# Need help saving a nest of baby pigeons!



## shannonfortune (Jul 27, 2011)

Hello everyone! I am in need of some help to save a nest of baby pigeons outside my house. I live in an apartment building in Beverly Hills and the apartment next to mine has a nest of baby pigeons in the car port area. Yesterday the owner of that building was starting to use a hose to try to remove all the nests when I stopped him. Needless to say he was not the greatest person and was more concerned in getting rid of the pigeons because his tenants are complaining of the mess then the fact that he was about to drown defenseless baby pigeons. He has given me a week to try to have the nest humanely removed or he is going to kill them. I am trying to do this immediately as he has told me that he is just going to kill them when I'm not home so I feel like I have less time than he has actually given me. I ended up speaking with the local police last night and they are sending someone out from local animal services later this morning. Unfortunately I will be at work when they get here and am not sure what they can actually do so any suggestions or assistance would be greatly appreciated. I hear these little guys crying all day and can't stand the idea of them being harmed! Please help! I live on the corner of Olympic Blvd and Rexford Dr. in Beverly Hills, CA. Thank you!
Shannon


----------



## Jay3 (May 4, 2008)

Can you take the nest down, and either hand raise the babies, or get them to someone who can? If you work, and they are very young, then you would probably have to get them to someone who could feed them during the day. We must have members in or near your area. Must be someone to help. Hopefully someone will come in soon.


----------



## Lexygurl (Jun 28, 2007)

Any news? What's going on with them now? Can you get the nest? How old are the babies? I live a few hours away but I might be able to help.


----------

▶ [Records supplied]
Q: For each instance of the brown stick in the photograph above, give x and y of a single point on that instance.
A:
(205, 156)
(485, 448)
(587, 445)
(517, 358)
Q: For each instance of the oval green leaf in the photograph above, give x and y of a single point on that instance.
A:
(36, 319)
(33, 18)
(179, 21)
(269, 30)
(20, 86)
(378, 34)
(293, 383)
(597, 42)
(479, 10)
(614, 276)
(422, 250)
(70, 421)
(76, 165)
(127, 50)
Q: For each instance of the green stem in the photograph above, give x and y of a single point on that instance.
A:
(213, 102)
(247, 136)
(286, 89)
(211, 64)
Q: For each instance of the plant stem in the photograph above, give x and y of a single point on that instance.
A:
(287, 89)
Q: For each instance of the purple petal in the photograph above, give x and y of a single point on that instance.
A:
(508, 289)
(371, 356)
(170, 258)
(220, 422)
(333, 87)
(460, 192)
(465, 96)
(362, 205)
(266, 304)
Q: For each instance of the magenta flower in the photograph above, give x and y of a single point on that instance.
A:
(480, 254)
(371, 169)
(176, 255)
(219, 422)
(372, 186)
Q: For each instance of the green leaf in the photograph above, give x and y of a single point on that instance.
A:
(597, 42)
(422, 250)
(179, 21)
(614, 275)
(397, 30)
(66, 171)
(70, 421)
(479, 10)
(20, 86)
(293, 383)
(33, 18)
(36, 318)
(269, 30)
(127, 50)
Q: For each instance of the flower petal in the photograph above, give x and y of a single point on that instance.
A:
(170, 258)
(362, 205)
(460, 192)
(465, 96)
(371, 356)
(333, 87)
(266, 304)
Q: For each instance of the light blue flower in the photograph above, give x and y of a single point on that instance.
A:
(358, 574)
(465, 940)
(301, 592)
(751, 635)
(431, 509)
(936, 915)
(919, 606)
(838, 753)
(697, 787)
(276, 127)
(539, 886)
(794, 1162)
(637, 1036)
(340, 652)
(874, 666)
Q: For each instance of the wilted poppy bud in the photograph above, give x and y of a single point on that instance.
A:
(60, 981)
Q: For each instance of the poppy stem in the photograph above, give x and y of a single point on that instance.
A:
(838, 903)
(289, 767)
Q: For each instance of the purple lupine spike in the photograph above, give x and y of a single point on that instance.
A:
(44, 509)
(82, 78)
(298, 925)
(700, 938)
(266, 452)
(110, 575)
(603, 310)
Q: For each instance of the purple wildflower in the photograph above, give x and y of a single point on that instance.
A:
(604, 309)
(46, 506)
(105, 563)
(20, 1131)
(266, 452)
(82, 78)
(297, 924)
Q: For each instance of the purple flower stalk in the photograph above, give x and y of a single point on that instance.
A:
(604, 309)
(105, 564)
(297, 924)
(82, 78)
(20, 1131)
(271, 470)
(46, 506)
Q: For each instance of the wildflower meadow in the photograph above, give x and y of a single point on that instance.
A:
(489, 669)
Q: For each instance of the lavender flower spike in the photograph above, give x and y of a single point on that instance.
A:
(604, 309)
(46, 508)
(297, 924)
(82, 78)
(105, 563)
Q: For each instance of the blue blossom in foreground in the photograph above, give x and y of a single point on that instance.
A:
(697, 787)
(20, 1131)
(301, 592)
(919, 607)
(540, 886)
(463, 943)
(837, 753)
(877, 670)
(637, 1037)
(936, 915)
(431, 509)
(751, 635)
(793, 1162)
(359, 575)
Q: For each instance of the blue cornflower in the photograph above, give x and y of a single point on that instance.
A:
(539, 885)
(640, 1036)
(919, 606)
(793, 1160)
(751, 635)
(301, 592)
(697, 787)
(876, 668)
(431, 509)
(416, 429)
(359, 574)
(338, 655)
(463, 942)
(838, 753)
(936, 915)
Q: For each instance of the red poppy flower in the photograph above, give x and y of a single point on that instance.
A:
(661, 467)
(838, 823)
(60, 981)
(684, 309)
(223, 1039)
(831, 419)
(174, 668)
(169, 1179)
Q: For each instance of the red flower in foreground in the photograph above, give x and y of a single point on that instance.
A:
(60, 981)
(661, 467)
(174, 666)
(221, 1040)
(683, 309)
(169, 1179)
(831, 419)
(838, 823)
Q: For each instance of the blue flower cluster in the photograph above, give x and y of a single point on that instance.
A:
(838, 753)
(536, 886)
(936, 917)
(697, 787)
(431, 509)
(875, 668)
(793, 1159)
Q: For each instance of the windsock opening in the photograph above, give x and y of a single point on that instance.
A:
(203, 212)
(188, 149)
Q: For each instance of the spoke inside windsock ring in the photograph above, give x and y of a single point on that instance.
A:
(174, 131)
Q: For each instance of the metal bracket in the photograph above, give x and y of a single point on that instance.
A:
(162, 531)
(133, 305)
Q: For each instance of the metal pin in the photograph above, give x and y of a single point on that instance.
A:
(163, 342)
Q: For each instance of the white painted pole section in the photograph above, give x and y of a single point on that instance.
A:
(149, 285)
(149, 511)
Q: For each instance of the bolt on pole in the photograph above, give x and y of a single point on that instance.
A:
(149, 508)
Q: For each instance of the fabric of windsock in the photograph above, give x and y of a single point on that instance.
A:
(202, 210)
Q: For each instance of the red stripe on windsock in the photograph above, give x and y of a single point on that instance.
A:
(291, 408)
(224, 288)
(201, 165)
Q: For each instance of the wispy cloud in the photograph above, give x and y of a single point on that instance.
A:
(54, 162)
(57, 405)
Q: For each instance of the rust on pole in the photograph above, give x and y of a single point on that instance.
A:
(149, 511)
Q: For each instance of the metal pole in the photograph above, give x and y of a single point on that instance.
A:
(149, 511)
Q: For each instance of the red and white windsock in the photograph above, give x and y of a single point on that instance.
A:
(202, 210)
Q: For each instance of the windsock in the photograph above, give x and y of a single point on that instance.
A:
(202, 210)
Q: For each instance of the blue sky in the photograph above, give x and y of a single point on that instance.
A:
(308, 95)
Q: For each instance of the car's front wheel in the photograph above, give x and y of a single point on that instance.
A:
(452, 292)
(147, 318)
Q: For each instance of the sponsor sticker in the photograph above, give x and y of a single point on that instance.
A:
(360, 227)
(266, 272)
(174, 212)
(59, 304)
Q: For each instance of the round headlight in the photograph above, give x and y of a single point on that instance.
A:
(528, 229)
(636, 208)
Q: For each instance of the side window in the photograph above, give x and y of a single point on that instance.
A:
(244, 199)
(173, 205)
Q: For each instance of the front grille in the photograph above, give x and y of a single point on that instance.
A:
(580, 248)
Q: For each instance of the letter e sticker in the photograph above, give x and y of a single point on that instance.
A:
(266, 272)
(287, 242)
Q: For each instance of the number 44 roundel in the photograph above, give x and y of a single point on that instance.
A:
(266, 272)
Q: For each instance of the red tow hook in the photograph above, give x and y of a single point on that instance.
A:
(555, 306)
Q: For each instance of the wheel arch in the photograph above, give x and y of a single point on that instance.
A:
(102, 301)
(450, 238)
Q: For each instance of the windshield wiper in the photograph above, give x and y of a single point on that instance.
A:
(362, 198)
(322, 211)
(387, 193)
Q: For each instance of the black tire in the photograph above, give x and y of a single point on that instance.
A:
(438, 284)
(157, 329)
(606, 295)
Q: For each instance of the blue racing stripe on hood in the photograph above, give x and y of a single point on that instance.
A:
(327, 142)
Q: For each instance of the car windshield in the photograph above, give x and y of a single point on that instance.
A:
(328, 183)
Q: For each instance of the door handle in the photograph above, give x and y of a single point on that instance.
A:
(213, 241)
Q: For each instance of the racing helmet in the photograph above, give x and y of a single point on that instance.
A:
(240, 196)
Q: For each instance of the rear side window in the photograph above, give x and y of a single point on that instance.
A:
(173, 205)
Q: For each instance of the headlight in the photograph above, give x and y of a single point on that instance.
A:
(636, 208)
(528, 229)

▶ [The tasks]
a) In the pigeon nest thread, how long did the building owner give for the nest to be removed humanely?
b) For each statement, say whether the pigeon nest thread supports it (yes or no), and quote the words that decide it.
(i) The nest is in the car port area of the apartment next to the poster's.
(ii) The poster will be home when someone from animal services arrives.
(iii) Lexygurl lives in Beverly Hills.
c) Summarize the pigeon nest thread in two sentences.

▶ [Responses]
a) A week.

b)
(i) Yes: "the apartment next to mine has a nest of baby pigeons in the car port area"
(ii) No: "Unfortunately I will be at work when they get here"
(iii) No: "I live a few hours away but I might be able to help."

c) A poster in Beverly Hills asks for help saving a nest of baby pigeons in a neighboring car port after the building's owner tried to hose away the nests and gave a week for humane removal before killing them. Someone from local animal services is coming while the poster is at work, and the replies suggest taking the nest down and hand raising the babies or getting them to someone who can, ask for news, and offer possible help.